### TASK INSTRUCTIONS:
Return the homework description on behavioral cloning for CarRacing word for word, in full.

### TEXT SHOWN:

^^^^^^^^

# OpenAI CarRacing with Behavioral Cloning

In this homework, you will train an agent to drive on a race track in a video-game style simulator. The agent has a neural network controller that you will train using example data of a car racing around the track. At each timestep, the neural network takes in the *state* of the car as an image and outputs which *action* to take. 

This system is known as a *Markov Decision Process (MDP)* because at each discrete timestep, the agent makes a decision using only the current state, with no memory of the previous state (this is called Markov property). In the context of Reinforcement Learning, this training strategy is known as *behavioral cloning* because we are learning by copying the actions of another agent.

The simulator is the CarRacing-v0 environment from OpenAI. In this environment, a *state* is a (96,96,3) color image which shows the position of the car along with the current speed, stearing position, and braking status in the bottom of the image. The *actions* that are available to the agent are stear (between -1 and 1), accelerate (0 to 1), and break (0 to 1). To simplify this assignment, I have converted this into a classification problem with only seven discrete actions:

0. Do nothing
1. Left
2. Left+Break
3. Right
4. Right+Break
5. Accelerate!
6. Break

Below is provided a dataset of 11,132 example (state, action) pairs you can use for training. These were sampled from simulations of a highly-skilled AI agent. The first cell downloads the data and installs many of the dependencies needed to run the simulations and generate videos in Google Colab. You should be able to train your agent and view videos of your agent within Colab.

^^^^^^^^

(Data excerpted from a collection)
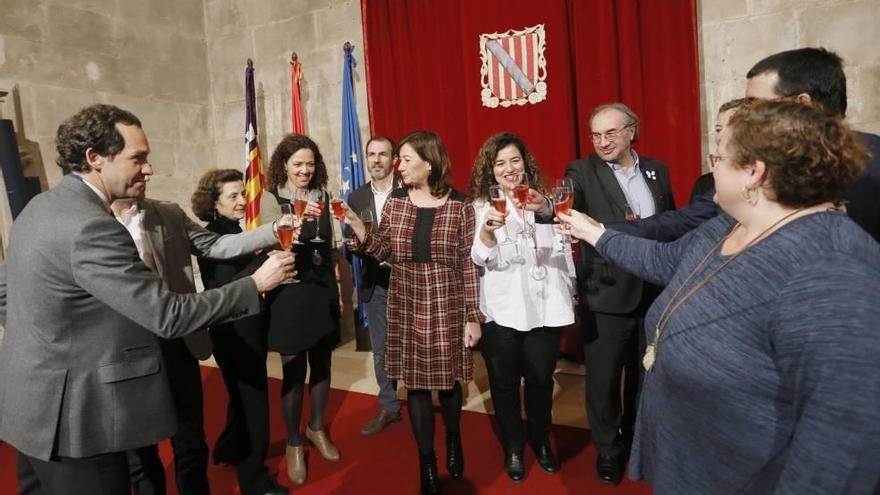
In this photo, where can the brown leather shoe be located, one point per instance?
(378, 423)
(324, 445)
(296, 464)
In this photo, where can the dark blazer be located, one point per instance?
(81, 311)
(608, 288)
(359, 200)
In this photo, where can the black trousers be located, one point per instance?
(513, 357)
(190, 449)
(105, 474)
(240, 351)
(613, 346)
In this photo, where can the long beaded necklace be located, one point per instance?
(653, 349)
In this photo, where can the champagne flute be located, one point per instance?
(521, 191)
(562, 201)
(367, 218)
(499, 201)
(317, 196)
(286, 229)
(336, 205)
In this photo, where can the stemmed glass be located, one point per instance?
(562, 201)
(499, 202)
(317, 196)
(367, 218)
(300, 201)
(521, 191)
(286, 229)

^^^^^^^^

### EXERCISE RESPONSE:
# OpenAI CarRacing with Behavioral Cloning

In this homework, you will train an agent to drive on a race track in a video-game style simulator. The agent has a neural network controller that you will train using example data of a car racing around the track. At each timestep, the neural network takes in the *state* of the car as an image and outputs which *action* to take. 

This system is known as a *Markov Decision Process (MDP)* because at each discrete timestep, the agent makes a decision using only the current state, with no memory of the previous state (this is called Markov property). In the context of Reinforcement Learning, this training strategy is known as *behavioral cloning* because we are learning by copying the actions of another agent.

The simulator is the CarRacing-v0 environment from OpenAI. In this environment, a *state* is a (96,96,3) color image which shows the position of the car along with the current speed, stearing position, and braking status in the bottom of the image. The *actions* that are available to the agent are stear (between -1 and 1), accelerate (0 to 1), and break (0 to 1). To simplify this assignment, I have converted this into a classification problem with only seven discrete actions:

0. Do nothing
1. Left
2. Left+Break
3. Right
4. Right+Break
5. Accelerate!
6. Break

Below is provided a dataset of 11,132 example (state, action) pairs you can use for training. These were sampled from simulations of a highly-skilled AI agent. The first cell downloads the data and installs many of the dependencies needed to run the simulations and generate videos in Google Colab. You should be able to train your agent and view videos of your agent within Colab.